• EXERCISE TASK: Please set out the listing below as a numbered list, leaving out blank lines and the pictures.

• TASK MATERIAL:
.....

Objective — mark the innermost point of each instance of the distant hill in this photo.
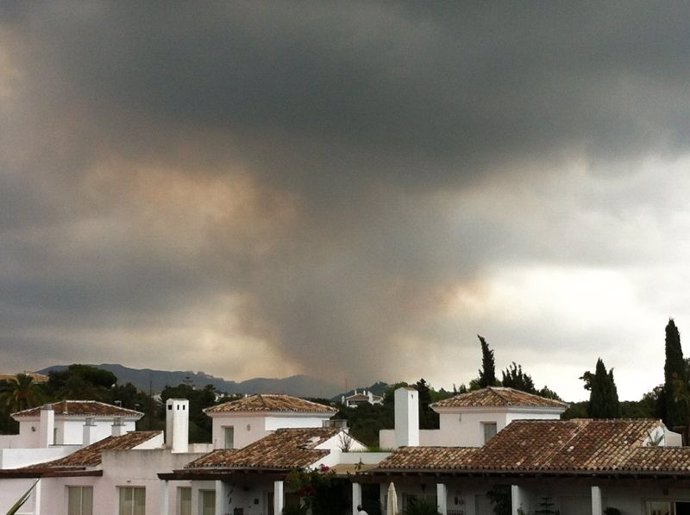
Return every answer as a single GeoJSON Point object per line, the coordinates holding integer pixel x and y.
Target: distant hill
{"type": "Point", "coordinates": [156, 380]}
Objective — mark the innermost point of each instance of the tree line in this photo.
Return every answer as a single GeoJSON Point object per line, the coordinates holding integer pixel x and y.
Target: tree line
{"type": "Point", "coordinates": [669, 401]}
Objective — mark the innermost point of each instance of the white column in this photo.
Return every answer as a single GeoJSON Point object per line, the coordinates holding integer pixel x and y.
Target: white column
{"type": "Point", "coordinates": [597, 508]}
{"type": "Point", "coordinates": [221, 496]}
{"type": "Point", "coordinates": [165, 501]}
{"type": "Point", "coordinates": [278, 497]}
{"type": "Point", "coordinates": [356, 497]}
{"type": "Point", "coordinates": [515, 499]}
{"type": "Point", "coordinates": [442, 498]}
{"type": "Point", "coordinates": [37, 498]}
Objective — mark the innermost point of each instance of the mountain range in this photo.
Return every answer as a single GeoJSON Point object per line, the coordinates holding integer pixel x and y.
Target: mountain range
{"type": "Point", "coordinates": [154, 381]}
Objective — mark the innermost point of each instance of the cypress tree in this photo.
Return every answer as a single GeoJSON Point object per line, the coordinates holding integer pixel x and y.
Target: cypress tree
{"type": "Point", "coordinates": [675, 378]}
{"type": "Point", "coordinates": [514, 377]}
{"type": "Point", "coordinates": [603, 399]}
{"type": "Point", "coordinates": [487, 374]}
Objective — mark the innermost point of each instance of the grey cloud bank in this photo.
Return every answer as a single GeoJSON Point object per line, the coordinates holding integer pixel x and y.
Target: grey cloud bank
{"type": "Point", "coordinates": [348, 190]}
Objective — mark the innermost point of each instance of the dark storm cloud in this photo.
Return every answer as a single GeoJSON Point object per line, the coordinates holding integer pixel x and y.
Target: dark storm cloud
{"type": "Point", "coordinates": [358, 137]}
{"type": "Point", "coordinates": [416, 93]}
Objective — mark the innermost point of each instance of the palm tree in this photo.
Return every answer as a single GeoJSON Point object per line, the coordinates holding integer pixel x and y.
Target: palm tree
{"type": "Point", "coordinates": [20, 393]}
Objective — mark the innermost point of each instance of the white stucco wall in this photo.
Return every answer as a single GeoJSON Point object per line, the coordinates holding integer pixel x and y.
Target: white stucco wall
{"type": "Point", "coordinates": [11, 490]}
{"type": "Point", "coordinates": [72, 431]}
{"type": "Point", "coordinates": [15, 458]}
{"type": "Point", "coordinates": [248, 428]}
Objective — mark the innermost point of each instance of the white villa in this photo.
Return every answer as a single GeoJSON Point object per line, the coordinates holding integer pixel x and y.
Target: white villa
{"type": "Point", "coordinates": [495, 439]}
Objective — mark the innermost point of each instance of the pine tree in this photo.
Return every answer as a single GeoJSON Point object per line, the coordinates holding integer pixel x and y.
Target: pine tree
{"type": "Point", "coordinates": [487, 374]}
{"type": "Point", "coordinates": [603, 398]}
{"type": "Point", "coordinates": [675, 378]}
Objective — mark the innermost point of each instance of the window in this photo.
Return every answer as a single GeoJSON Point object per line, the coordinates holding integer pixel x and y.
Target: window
{"type": "Point", "coordinates": [132, 500]}
{"type": "Point", "coordinates": [229, 433]}
{"type": "Point", "coordinates": [667, 508]}
{"type": "Point", "coordinates": [79, 500]}
{"type": "Point", "coordinates": [490, 430]}
{"type": "Point", "coordinates": [184, 500]}
{"type": "Point", "coordinates": [208, 502]}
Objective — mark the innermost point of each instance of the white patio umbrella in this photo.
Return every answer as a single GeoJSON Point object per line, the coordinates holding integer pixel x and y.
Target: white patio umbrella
{"type": "Point", "coordinates": [392, 501]}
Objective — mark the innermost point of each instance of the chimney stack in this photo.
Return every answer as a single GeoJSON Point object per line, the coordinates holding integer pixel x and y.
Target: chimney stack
{"type": "Point", "coordinates": [46, 430]}
{"type": "Point", "coordinates": [89, 431]}
{"type": "Point", "coordinates": [119, 428]}
{"type": "Point", "coordinates": [406, 417]}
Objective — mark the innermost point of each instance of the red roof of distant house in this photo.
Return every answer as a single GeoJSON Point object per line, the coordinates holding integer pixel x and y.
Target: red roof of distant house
{"type": "Point", "coordinates": [285, 449]}
{"type": "Point", "coordinates": [91, 455]}
{"type": "Point", "coordinates": [270, 403]}
{"type": "Point", "coordinates": [81, 409]}
{"type": "Point", "coordinates": [551, 446]}
{"type": "Point", "coordinates": [498, 397]}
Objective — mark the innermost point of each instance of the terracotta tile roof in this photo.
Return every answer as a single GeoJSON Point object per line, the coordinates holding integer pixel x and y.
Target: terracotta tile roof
{"type": "Point", "coordinates": [90, 456]}
{"type": "Point", "coordinates": [494, 396]}
{"type": "Point", "coordinates": [81, 409]}
{"type": "Point", "coordinates": [657, 459]}
{"type": "Point", "coordinates": [544, 446]}
{"type": "Point", "coordinates": [270, 403]}
{"type": "Point", "coordinates": [285, 449]}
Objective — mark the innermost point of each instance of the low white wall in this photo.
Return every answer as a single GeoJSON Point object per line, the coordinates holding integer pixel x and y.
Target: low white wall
{"type": "Point", "coordinates": [15, 458]}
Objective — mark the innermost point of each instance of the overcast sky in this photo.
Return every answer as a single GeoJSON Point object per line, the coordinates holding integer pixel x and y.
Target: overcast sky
{"type": "Point", "coordinates": [350, 190]}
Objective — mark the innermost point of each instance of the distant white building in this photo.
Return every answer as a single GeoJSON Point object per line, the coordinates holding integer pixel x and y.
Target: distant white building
{"type": "Point", "coordinates": [359, 398]}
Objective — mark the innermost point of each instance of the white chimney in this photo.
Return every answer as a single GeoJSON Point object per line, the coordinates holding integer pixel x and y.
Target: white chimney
{"type": "Point", "coordinates": [46, 429]}
{"type": "Point", "coordinates": [119, 428]}
{"type": "Point", "coordinates": [177, 425]}
{"type": "Point", "coordinates": [89, 431]}
{"type": "Point", "coordinates": [406, 417]}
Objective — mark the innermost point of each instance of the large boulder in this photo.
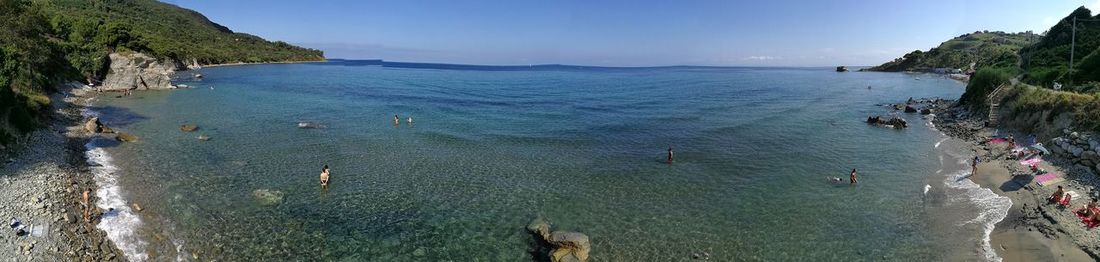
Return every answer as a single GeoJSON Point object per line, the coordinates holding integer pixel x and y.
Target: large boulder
{"type": "Point", "coordinates": [569, 247]}
{"type": "Point", "coordinates": [267, 197]}
{"type": "Point", "coordinates": [136, 71]}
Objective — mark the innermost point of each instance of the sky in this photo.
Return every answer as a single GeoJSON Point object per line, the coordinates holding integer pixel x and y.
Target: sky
{"type": "Point", "coordinates": [629, 33]}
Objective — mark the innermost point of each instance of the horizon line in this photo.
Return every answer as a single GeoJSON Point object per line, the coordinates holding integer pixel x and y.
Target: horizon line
{"type": "Point", "coordinates": [580, 66]}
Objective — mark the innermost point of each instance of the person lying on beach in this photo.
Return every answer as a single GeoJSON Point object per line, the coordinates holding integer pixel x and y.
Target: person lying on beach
{"type": "Point", "coordinates": [1090, 209]}
{"type": "Point", "coordinates": [325, 177]}
{"type": "Point", "coordinates": [1056, 197]}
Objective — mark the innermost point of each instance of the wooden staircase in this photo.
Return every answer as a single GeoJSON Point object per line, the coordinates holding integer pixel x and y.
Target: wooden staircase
{"type": "Point", "coordinates": [994, 104]}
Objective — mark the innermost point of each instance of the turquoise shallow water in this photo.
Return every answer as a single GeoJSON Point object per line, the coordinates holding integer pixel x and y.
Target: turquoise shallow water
{"type": "Point", "coordinates": [491, 150]}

.....

• THE SOLUTION:
1. Objective — mark the innermost point of each instance of the distant hill in this photo.
2. Return every answer as a single GeoJSON Point object per line, the coordinates holding integer pixel x and y.
3. Target: distant hill
4. {"type": "Point", "coordinates": [156, 380]}
5. Objective — mark the innermost point of each instance of the tree line in this photo.
6. Return every answer as a single GeoJSON Point object per line, the coordinates holding integer pixel x and y.
7. Target: tree line
8. {"type": "Point", "coordinates": [669, 401]}
9. Objective — mark the innermost point of each instance of the white column in this photo.
10. Return every answer as a single GeoJSON Point object per line, the coordinates holding integer pixel x and y.
11. Target: white column
12. {"type": "Point", "coordinates": [597, 508]}
13. {"type": "Point", "coordinates": [221, 496]}
14. {"type": "Point", "coordinates": [165, 501]}
15. {"type": "Point", "coordinates": [278, 497]}
16. {"type": "Point", "coordinates": [356, 497]}
17. {"type": "Point", "coordinates": [515, 499]}
18. {"type": "Point", "coordinates": [442, 498]}
19. {"type": "Point", "coordinates": [37, 498]}
20. Objective — mark the innermost point of each instance of the mountain range in this photo.
21. Return every answer as a single GeoJSON Point object per line, the coordinates holding integer pixel x and y.
22. Target: mountain range
23. {"type": "Point", "coordinates": [154, 381]}
24. Objective — mark the innermost point of each instance of the cypress tree in this photo.
25. Return every answer as a single GeoJSON Point object per line, the coordinates holding integer pixel x and y.
26. Target: cypress tree
27. {"type": "Point", "coordinates": [675, 378]}
28. {"type": "Point", "coordinates": [514, 377]}
29. {"type": "Point", "coordinates": [603, 399]}
30. {"type": "Point", "coordinates": [487, 374]}
31. Objective — mark the innermost point of each instance of the grey cloud bank in this photo.
32. Return every answer as a single GeoJSON Point object per line, the coordinates holding integer pixel x and y.
33. Target: grey cloud bank
34. {"type": "Point", "coordinates": [348, 190]}
35. Objective — mark the innermost point of each instance of the dark storm cloud in this photo.
36. Return every answer as a single GeoJSON Point object per line, the coordinates holding integer pixel x and y.
37. Target: dark storm cloud
38. {"type": "Point", "coordinates": [358, 137]}
39. {"type": "Point", "coordinates": [416, 93]}
40. Objective — mark the innermost point of each instance of the palm tree in this photo.
41. Return every answer as a single GeoJSON Point object per line, the coordinates holding integer pixel x and y.
42. Target: palm tree
43. {"type": "Point", "coordinates": [20, 393]}
44. Objective — mark the innermost point of each instance of the white stucco wall in this photo.
45. Return every answer as a single GeoJSON Point object per line, the coordinates holding integer pixel x and y.
46. Target: white stucco wall
47. {"type": "Point", "coordinates": [11, 490]}
48. {"type": "Point", "coordinates": [72, 431]}
49. {"type": "Point", "coordinates": [15, 458]}
50. {"type": "Point", "coordinates": [248, 428]}
51. Objective — mark the innermost point of each instance of the white villa in this photo.
52. Return every answer as a single GeoJSON Point object per line, the coordinates holding integer pixel x and y.
53. Target: white villa
54. {"type": "Point", "coordinates": [495, 439]}
55. Objective — mark the innermost point of each instance of the pine tree in this photo.
56. Return every answer as a single GeoJSON Point object per line, the coordinates holding integer pixel x and y.
57. Target: pine tree
58. {"type": "Point", "coordinates": [487, 374]}
59. {"type": "Point", "coordinates": [603, 398]}
60. {"type": "Point", "coordinates": [675, 378]}
61. Objective — mark the innermost point of each instance of the window in this photo.
62. Return every answer as a single GeoJSON Point object per line, the coordinates holding integer pixel x and y.
63. Target: window
64. {"type": "Point", "coordinates": [132, 500]}
65. {"type": "Point", "coordinates": [229, 433]}
66. {"type": "Point", "coordinates": [667, 508]}
67. {"type": "Point", "coordinates": [79, 500]}
68. {"type": "Point", "coordinates": [490, 430]}
69. {"type": "Point", "coordinates": [184, 500]}
70. {"type": "Point", "coordinates": [208, 502]}
71. Objective — mark the innermost point of each instance of the white patio umbrella in this photo.
72. Return every answer as a single GeoJSON Point object per line, the coordinates holding integer pixel x and y.
73. Target: white patio umbrella
74. {"type": "Point", "coordinates": [392, 501]}
75. Objective — mark the innermost point of each instance of the chimney stack in this photo.
76. Return every answer as a single GeoJSON Point object per line, the coordinates holding integer pixel x and y.
77. Target: chimney stack
78. {"type": "Point", "coordinates": [46, 430]}
79. {"type": "Point", "coordinates": [89, 431]}
80. {"type": "Point", "coordinates": [119, 428]}
81. {"type": "Point", "coordinates": [406, 417]}
82. Objective — mark the innermost point of each instance of the red roof of distant house in this photo.
83. Return every answer as a single GeoJSON Point object per line, the coordinates holding integer pixel x and y.
84. Target: red roof of distant house
85. {"type": "Point", "coordinates": [285, 449]}
86. {"type": "Point", "coordinates": [91, 455]}
87. {"type": "Point", "coordinates": [270, 403]}
88. {"type": "Point", "coordinates": [81, 409]}
89. {"type": "Point", "coordinates": [551, 446]}
90. {"type": "Point", "coordinates": [498, 397]}
91. Objective — mark the innermost point of each instance of the terracotta tile roof in this photo.
92. Return every answer as a single GeoJSON Point object per line, the coordinates holding integer pixel x and y.
93. Target: terracotta tile roof
94. {"type": "Point", "coordinates": [90, 456]}
95. {"type": "Point", "coordinates": [494, 396]}
96. {"type": "Point", "coordinates": [81, 409]}
97. {"type": "Point", "coordinates": [657, 459]}
98. {"type": "Point", "coordinates": [544, 446]}
99. {"type": "Point", "coordinates": [270, 403]}
100. {"type": "Point", "coordinates": [285, 449]}
101. Objective — mark the innermost point of each instance of the low white wall in this photo.
102. Return every answer as a single GeoJSON Point object per line, the coordinates holding integer pixel x and y.
103. Target: low white wall
104. {"type": "Point", "coordinates": [15, 458]}
105. Objective — mark the innermost point of each instance of the overcast sky in this photo.
106. Return every answer as a single GeoJSON Point object per line, the coordinates holding integer pixel x and y.
107. Target: overcast sky
108. {"type": "Point", "coordinates": [350, 190]}
109. Objective — mark the innermost point of each instance of the distant white building in this photo.
110. Return every answer as a single GeoJSON Point object per line, the coordinates holding integer pixel x and y.
111. Target: distant white building
112. {"type": "Point", "coordinates": [359, 398]}
113. Objective — mark the innermost point of each instance of the white chimney in this photo.
114. Return every answer as a single GeoJSON Point object per line, the coordinates holding integer pixel x and y.
115. Target: white chimney
116. {"type": "Point", "coordinates": [46, 429]}
117. {"type": "Point", "coordinates": [119, 428]}
118. {"type": "Point", "coordinates": [177, 425]}
119. {"type": "Point", "coordinates": [89, 431]}
120. {"type": "Point", "coordinates": [406, 417]}
121. Objective — mark the innermost point of each instance of the large boulder in this photo.
122. Return every answer as a single GeoJSON Point object per line, the coordinates holding integer pixel x and y.
123. Target: large boulder
124. {"type": "Point", "coordinates": [569, 247]}
125. {"type": "Point", "coordinates": [267, 197]}
126. {"type": "Point", "coordinates": [136, 71]}
127. Objective — mark the innermost point of each instance of the sky in this photo.
128. Return every answer as a single GeoJSON Point object per line, the coordinates holding integer pixel x and y.
129. Target: sky
130. {"type": "Point", "coordinates": [629, 33]}
131. Objective — mark the innermost point of each instance of the horizon line in this photo.
132. Return every answer as a single GeoJSON Point object per line, the coordinates holding integer pixel x and y.
133. Target: horizon line
134. {"type": "Point", "coordinates": [580, 66]}
135. Objective — mark the innermost point of each instance of the person lying on beach in this photo.
136. Return every answer as a single GeoJSON Point object per line, the coordinates holding integer pixel x and y.
137. Target: person lying on beach
138. {"type": "Point", "coordinates": [1090, 209]}
139. {"type": "Point", "coordinates": [325, 177]}
140. {"type": "Point", "coordinates": [1056, 197]}
141. Objective — mark the innermost point of each instance of the wooden staircase in this photo.
142. Return every answer as a single GeoJSON Point object per line, the coordinates holding integer pixel x and y.
143. Target: wooden staircase
144. {"type": "Point", "coordinates": [994, 104]}
145. Objective — mark the innermost point of each instance of the turquoise shallow water in this photo.
146. Return every answer as a single GeoJSON Point object per line, the coordinates holding integer pixel x and y.
147. Target: turquoise shallow water
148. {"type": "Point", "coordinates": [491, 150]}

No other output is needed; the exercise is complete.